--- Quoted passage ---
Tuesday, June 22, 2010

Test Your TTAB Judge-Ability: Is "LEMONADE" Merely Descriptive of Restaurant Services?

Flower Restaurant Group, Inc. applied to register the mark LEMONADE for “restaurant services; catering; self service restaurants.” The Examining Attorney deemed the mark merely descriptive and refused registration under Section 2(e)(1), arguing that Applicant highlights lemonade as a “house specialty.” Applicant contended that the mark is merely suggestive, evoking “an earlier time in a consumer’s life, when she was a kid, when she was focused on having fun and (in retrospect), when life was easy.” How do you think this one came out? In re Flower Restaurant Group, Inc., Serial No. 77455669 (June 2, 2010)[not precedential]

The Examining Attorney pointed to Applicant’s website, which draws attention to its lemonade: “Once you’ve filled your tray with quirky, mouthwatering morsels, pay up at the central stand, where you’ll select from the several varieties of the requisite lemonade. Favorites are rosemary, watermelon and pink ginger….” [Not so popular are spinach, onion, and licorice - ed.]

Applicant contended that the décor of its restaurant reflects the symbolic role of lemonade: “it is evocative of a grade-school cafeteria.” Applicant further noted that, although its menu includes four blends of lemonade, it also includes other beverages and a selection of food items.” [Why on earth would anyone who wanted to go out for dinner, choose a place reminiscent of a grade school cafeteria? - ed.]

The Board didn’t buy what Applicant was offering. It was not convinced that the word “lemonade” by itself evokes the meaning that Applicant suggested, and instead it agreed with the Examining Attorney that LEMONADE is merely descriptive of the services. “[I]t is enough that the term describes one significant feature of the services.”
--- Entries shown ---
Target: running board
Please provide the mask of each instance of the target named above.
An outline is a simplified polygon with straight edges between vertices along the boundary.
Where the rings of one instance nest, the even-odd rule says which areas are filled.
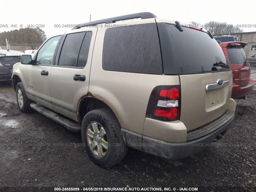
---
--- Entries shown ---
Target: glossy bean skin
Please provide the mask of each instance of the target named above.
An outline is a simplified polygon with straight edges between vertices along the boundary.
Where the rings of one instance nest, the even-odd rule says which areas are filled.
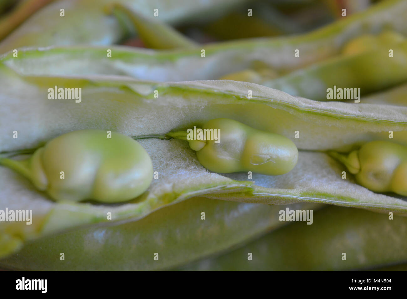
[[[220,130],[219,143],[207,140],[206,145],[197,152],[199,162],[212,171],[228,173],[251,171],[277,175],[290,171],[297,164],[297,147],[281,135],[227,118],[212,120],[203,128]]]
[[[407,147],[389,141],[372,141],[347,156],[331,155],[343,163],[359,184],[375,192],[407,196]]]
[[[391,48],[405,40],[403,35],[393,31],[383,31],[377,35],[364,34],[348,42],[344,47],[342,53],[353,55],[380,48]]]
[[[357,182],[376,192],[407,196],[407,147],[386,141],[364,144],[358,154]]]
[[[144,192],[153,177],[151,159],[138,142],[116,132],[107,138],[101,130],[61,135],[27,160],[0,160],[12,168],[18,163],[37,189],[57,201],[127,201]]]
---
→ **What you need to do**: Continue the blog post on the LEMONADE trademark refusal, starting after its last sentence.

→ **Response to this exercise**:
Applicant submitted third-party registrations for MUSTARD CAFE, KETCHUP, HONEY, CITRUS, and FIG & OLIVE, all for restaurant or related services, but the Board poo-pooed that evidence, since the Board must decide each case on its unique facts and the record before it.

Furthermore, we do not find any of the marks applicant references analogous to LEMONADE. For example, it is not reasonable to conclude that either mustard or ketchup would generally serve as a featured attraction in a restaurant. Accordingly, we reject that argument. [I believe that the legendary MUCKY DUCK mustard originated at a restaurant of the same name. So perhaps mustard may be a “featured attraction” at a restaurant. - ed.]

And so the Board affirmed the refusal.

TTABlog comment: Having recently imbided about 30 ounces of “lemonade” in a short period of time in preparation for a certain medical procedure, I’m currently not very interested in anything having to do with LEMONADE.

Text Copyright John L. Welch 2010.


At 4:10 PM, Anonymous Anonymous said...

I don't think the case is as clear cut as it appears on the surface. My understanding of the "test" the applicant referred to (based on the three decisions cited), is that the name for a food items served in a restaurant will be descriptive for restaurant services if it 1) is generic for the food item, and 2) is a specialty of the house. While it's not a bright line test, it's referred to pretty consistently in the case law. The cases cited go into pretty great detail about percentages of the food item sold that make it a specialty of the house or not. In one of the cases, CHAMPAGNE was not descriptive of restaurant services even where the restaurant served Champagne, and where Champagne was deemed generic for a style of sparkling wine, because the restaurant did not specialize in selling Champagne.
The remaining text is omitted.